:: Texte étudié ::
☆ ☆ ☆ ☆ ☆

Plusieurs médicaments potentiellement inducteurs de fibrose ont été maintenus avec modification des conditions de prescription. En effet, pour certains de ces médicaments, le bénéfice dépasse largement le risque d’effet indésirable. Par exemple, la bromocriptine (Parlodel®) et la cabergoline (Dostinex®) sont les piliers du traitement des hyperprolactinémies. Pour limiter le risque de valvulopathie, la dose maximale en a été réduite et la surveillance renforcée (tableau). Un autre exemple est celui du méthysergide (Désernil®). Ce traitement de fond de la migraine est inducteur de fibroses valvulaires et rétropéritonéales. Compte tenu de l’utilité de ce médicament pour une petite population de migraineux qui répond mal aux autres traitements, il a été maintenu, avec de nombreuses conditions : limitation de la dose quotidienne à 6 mg/j, fenêtre thérapeutique d’au moins 4 semaines entre les cures, surveillance tous les 6 mois par échocardiographie, IRM abdominale et EFR.
Le Gynergène-caféine® est un traitement de la crise migraineuse utile chez certains patients. Son rôle fibrosant est plus théorique que démontré. En effet, dans des conditions normales d’utilisation, le Gynergène-caféine® est employé de façon discontinue. Cependant, le risque fibrosant ne peut être exclu chez certains patients qui en font un usage abusif. Les conditions d’utilisation de ce médicament sont en cours de révision.
Pour d’autres médicaments le rôle fibrosant est très controversé. Par exemple, le méthylphénidate (Ritaline®) est un psychostimulant indiqué pour des troubles de l’attention avec hyperactivité chez l’enfant. Compte tenu de sa structure amphétaminique, un effet fibrosant est possible mais mal étayé par la pharmacovigilance. Certains experts conseillent une surveillance échographique. Pour le moment, l’ANSM (Agence nationale de sécurité du médicament et des produits de santé) ne conseille pas cette surveillance.

☆ ☆ ☆ ☆ ☆

:: Données enregistrées ::

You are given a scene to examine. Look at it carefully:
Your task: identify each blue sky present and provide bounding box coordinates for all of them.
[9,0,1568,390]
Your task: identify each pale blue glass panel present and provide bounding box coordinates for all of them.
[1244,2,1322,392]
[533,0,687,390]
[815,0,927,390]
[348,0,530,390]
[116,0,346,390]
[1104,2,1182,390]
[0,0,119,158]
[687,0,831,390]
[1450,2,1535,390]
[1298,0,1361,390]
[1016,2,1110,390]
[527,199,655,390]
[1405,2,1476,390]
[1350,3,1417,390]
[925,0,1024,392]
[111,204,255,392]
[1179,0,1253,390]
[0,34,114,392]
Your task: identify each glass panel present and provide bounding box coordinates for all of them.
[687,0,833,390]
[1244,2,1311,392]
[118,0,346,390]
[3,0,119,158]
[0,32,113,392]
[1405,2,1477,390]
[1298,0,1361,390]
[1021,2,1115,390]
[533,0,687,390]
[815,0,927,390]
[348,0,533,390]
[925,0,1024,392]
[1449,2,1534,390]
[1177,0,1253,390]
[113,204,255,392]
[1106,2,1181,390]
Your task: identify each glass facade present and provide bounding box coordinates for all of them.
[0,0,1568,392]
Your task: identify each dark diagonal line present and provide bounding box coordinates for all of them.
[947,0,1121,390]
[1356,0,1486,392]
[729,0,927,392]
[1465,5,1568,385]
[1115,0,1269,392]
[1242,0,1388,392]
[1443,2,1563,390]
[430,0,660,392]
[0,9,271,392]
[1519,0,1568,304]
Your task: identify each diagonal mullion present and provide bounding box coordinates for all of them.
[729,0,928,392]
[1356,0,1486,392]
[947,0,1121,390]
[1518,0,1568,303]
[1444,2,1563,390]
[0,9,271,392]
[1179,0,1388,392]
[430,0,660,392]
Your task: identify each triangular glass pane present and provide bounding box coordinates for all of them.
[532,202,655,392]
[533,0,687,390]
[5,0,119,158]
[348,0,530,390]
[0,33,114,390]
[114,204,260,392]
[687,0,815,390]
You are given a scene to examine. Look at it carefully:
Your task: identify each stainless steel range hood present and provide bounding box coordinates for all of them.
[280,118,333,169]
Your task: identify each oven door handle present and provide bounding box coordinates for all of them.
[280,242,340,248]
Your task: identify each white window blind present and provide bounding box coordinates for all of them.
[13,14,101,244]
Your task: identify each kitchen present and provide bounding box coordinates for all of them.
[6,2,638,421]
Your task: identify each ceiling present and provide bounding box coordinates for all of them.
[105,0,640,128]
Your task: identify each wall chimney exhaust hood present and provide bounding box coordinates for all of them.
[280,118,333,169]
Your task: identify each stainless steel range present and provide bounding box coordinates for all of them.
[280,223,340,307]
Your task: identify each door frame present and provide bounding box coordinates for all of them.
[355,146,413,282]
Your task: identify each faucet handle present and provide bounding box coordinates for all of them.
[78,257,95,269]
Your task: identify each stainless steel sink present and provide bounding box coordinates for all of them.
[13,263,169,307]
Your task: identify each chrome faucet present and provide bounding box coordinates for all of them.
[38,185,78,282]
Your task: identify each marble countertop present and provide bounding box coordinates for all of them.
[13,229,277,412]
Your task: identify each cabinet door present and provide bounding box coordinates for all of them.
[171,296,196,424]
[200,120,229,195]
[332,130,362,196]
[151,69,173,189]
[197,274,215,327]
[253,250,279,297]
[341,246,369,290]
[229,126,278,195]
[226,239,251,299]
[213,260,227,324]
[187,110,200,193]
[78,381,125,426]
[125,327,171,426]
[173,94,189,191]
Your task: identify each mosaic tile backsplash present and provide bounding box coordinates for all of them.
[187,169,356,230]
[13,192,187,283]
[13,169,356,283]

☆ ☆ ☆ ☆ ☆

:: Travail demandé ::
[1] Citez le passage du texte sur les médicaments fibrosants qui débute aux mots « Pour d’autres médicaments » et se termine après « pas cette surveillance. ».
[2] D'après le texte sur les médicaments fibrosants, les affirmations suivantes sont-elles exactes ? Répondez par oui ou par non et citez les mots du texte qui tranchent.
(a) La dose quotidienne de méthysergide est limitée à 6 mg/j.
(b) L'ANSM conseille une surveillance échographique pour le méthylphénidate.
(c) Le rôle fibrosant du Gynergène-caféine® est démontré.
[3] Rédigez la suite du texte sur les médicaments fibrosants à partir de sa dernière phrase.
Ce matériel provient d'une autre source que le texte.

:: Résultats par tâche ::
[1]
Pour d’autres médicaments le rôle fibrosant est très controversé. Par exemple, le méthylphénidate (Ritaline®) est un psychostimulant indiqué pour des troubles de l’attention avec hyperactivité chez l’enfant. Compte tenu de sa structure amphétaminique, un effet fibrosant est possible mais mal étayé par la pharmacovigilance. Certains experts conseillent une surveillance échographique. Pour le moment, l’ANSM (Agence nationale de sécurité du médicament et des produits de santé) ne conseille pas cette surveillance.

[2]
(a) Oui : « limitation de la dose quotidienne à 6 mg/j ».
(b) Non : « l’ANSM (Agence nationale de sécurité du médicament et des produits de santé) ne conseille pas cette surveillance ».
(c) Non : « Son rôle fibrosant est plus théorique que démontré. »

[3]
Ulcérations cutanéomuqueuses : penser au nicorandil
De nombreux médecins, et des cardiologues en particulier, ignorent encore que le nicorandil (Adancor®, Ikorel®) peut provoquer des ulcérations cutanéomuqueuses. De ce fait, on voit encore communément des ulcères buccaux, des fistules digestives sous nicorandil alors que le diagnostic d’ulcère ou de fistule a été fait depuis de nombreux mois. L’ANSM a lancé une alerte en 2 012 fondée sur les données de l’enquête française de pharmacovigilance de 2 012. Celle-ci montre que ces ulcérations peuvent toucher la peau, la bouche (figure), tout le tube digestif, en particulier l’anus. Les ulcères buccaux sans gravité sont assez fréquents : dans une étude prospective, ils sont apparus chez 5 % des patients. Les formes graves sont plus rares mais peuvent comporter des dégâts considérables. Cet effet indésirable est probablement dose-dépendant, il est observé plus fréquemment chez les patients sous deux fois 20 mg par jour que chez ceux recevant deux fois 10 mg/j, mais d’une manière générale la dose de deux fois 20 mg est plus souvent prescrite. Le mécanisme de ces ulcères est mal connu. Le mode d’action du nicorandil est original : il combine un effet nitré retard à une stimulation des canaux potassiques.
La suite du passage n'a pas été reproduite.